_DIRECTIONS_
Return exactly the span of lines in the following data that opens with the line containing "Target: nose landing gear" and closes with the line containing "Q: For each instance of the basketball in". Include nothing else.

*** Opening of ENTRIES SHOWN ***

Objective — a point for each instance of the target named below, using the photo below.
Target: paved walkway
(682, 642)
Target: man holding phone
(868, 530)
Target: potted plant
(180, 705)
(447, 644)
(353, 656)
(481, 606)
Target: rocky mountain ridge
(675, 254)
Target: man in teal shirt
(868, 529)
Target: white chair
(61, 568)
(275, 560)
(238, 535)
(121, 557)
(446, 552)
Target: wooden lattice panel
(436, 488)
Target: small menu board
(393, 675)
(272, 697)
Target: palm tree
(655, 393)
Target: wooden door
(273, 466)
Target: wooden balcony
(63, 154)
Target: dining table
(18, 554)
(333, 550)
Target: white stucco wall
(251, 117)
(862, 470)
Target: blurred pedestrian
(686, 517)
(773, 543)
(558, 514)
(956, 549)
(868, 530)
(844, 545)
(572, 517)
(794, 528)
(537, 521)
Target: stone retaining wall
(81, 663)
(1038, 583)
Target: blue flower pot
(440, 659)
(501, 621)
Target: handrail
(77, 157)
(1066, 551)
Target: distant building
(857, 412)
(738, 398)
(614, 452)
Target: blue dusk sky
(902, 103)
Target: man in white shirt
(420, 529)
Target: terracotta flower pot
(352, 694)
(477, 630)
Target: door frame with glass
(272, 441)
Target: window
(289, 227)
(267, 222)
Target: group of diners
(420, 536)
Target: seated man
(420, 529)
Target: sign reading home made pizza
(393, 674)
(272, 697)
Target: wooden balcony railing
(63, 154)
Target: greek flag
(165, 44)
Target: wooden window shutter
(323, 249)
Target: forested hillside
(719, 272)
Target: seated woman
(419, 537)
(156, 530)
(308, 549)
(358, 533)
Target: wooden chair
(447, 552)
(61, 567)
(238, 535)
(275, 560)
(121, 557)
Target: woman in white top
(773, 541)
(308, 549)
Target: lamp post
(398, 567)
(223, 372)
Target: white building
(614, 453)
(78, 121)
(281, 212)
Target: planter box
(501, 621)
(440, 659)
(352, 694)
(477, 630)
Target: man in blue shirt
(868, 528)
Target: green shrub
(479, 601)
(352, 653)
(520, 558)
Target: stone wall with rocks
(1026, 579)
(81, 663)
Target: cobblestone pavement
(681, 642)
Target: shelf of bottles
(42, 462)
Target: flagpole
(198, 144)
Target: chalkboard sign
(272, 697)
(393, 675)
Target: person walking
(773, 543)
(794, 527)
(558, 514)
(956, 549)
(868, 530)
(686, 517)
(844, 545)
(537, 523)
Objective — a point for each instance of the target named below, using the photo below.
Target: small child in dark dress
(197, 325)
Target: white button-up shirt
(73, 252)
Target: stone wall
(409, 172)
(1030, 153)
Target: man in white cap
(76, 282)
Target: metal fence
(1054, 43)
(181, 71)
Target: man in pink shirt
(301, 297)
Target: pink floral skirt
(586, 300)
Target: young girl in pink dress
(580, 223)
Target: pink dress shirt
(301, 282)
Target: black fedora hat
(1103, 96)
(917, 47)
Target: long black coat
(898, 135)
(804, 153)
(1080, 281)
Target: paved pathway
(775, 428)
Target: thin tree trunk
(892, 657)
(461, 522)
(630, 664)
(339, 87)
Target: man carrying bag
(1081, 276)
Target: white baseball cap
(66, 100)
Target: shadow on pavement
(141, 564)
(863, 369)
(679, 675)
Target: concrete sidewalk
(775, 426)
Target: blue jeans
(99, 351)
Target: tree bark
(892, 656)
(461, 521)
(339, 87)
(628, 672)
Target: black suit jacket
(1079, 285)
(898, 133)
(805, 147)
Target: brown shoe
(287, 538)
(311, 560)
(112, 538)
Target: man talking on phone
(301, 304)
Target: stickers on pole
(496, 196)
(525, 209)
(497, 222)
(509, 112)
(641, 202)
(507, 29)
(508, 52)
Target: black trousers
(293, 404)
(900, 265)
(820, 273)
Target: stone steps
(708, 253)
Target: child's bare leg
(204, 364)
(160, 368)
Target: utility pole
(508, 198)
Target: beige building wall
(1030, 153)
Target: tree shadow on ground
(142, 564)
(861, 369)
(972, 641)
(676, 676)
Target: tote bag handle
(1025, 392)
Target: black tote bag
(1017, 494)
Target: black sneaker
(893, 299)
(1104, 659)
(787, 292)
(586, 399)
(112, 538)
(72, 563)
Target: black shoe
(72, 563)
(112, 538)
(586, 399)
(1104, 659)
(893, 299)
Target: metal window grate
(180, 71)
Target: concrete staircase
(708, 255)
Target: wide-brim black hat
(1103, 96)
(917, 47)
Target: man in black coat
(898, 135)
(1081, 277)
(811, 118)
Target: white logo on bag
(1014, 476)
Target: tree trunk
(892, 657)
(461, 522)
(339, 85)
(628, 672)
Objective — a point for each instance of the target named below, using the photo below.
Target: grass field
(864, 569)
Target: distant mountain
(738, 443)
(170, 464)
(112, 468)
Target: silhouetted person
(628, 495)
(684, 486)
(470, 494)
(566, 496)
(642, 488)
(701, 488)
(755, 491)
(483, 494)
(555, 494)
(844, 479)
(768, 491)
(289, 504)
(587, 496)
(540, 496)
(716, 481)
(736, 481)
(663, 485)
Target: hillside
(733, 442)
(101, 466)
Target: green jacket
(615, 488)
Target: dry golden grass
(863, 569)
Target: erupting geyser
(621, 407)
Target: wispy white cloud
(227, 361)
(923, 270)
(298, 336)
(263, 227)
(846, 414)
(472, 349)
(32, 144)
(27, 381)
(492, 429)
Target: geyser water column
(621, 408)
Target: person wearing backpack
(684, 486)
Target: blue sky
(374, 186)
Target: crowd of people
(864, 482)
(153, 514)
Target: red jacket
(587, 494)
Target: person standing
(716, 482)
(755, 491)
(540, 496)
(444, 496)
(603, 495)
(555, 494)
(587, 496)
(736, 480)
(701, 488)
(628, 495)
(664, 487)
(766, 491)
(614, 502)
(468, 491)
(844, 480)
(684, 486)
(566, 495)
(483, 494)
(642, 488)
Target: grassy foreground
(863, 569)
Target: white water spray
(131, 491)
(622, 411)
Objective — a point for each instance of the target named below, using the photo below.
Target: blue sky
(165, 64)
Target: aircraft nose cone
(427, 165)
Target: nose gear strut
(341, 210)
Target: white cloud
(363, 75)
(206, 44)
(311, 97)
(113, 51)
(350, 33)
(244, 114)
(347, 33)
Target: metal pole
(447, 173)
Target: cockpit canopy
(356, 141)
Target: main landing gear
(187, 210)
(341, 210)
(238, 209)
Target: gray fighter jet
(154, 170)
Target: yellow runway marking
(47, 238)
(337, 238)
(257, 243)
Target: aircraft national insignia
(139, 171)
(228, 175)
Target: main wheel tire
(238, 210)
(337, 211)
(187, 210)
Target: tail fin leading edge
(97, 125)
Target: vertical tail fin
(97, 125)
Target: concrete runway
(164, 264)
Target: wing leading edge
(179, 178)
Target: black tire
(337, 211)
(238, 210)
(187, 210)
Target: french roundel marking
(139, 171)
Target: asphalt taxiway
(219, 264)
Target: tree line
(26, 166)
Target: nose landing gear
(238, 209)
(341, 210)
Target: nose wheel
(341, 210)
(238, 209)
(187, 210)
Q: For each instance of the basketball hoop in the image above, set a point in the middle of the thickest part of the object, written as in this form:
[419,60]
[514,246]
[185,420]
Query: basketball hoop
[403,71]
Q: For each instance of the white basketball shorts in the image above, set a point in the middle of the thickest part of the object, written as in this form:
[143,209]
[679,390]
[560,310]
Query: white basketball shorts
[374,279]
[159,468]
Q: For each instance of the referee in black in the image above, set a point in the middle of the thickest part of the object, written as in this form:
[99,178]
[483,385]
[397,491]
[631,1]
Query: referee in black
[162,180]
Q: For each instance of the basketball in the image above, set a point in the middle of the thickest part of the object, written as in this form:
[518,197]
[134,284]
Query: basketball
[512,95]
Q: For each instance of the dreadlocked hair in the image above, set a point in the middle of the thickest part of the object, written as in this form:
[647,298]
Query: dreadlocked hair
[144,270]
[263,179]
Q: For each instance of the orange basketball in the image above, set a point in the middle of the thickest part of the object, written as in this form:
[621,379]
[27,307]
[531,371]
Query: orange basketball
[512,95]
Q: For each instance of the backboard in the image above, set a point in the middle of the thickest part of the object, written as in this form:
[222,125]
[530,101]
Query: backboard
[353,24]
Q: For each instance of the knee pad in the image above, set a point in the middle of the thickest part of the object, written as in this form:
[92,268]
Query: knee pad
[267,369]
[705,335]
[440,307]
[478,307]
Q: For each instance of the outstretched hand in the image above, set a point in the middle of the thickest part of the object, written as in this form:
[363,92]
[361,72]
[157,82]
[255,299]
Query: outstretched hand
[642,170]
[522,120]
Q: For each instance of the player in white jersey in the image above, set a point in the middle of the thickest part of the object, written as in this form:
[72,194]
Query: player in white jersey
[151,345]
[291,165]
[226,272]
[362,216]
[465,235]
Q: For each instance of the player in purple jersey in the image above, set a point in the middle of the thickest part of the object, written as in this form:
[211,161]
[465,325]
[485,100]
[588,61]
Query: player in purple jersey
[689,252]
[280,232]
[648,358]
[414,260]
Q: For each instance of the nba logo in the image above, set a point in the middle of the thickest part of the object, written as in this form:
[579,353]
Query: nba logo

*** Close of ENTRIES SHOWN ***

_RESPONSE AREA_
Target: nose landing gear
(238, 209)
(341, 210)
Target: nose wheel
(341, 210)
(238, 209)
(187, 210)
Q: For each instance of the basketball hoop in the image above, set a point in the middle of the thickest part of the object, written as in this form:
[419,60]
[514,246]
[185,420]
Query: basketball hoop
[403,71]
Q: For each instance of the white basketball shorts in the image above, set a point in the middle of the thickest part of the object, written as in this form:
[143,209]
[679,390]
[560,310]
Query: white basketball shorts
[374,279]
[159,468]
Q: For each instance of the referee in black in the image above, set a point in the middle of the thickest part of the object, written as in this form:
[99,178]
[483,385]
[397,491]
[631,1]
Query: referee in black
[162,180]
Q: For each instance of the basketball in the image above, set a point in the middle of the thickest part of the object, written as in this form:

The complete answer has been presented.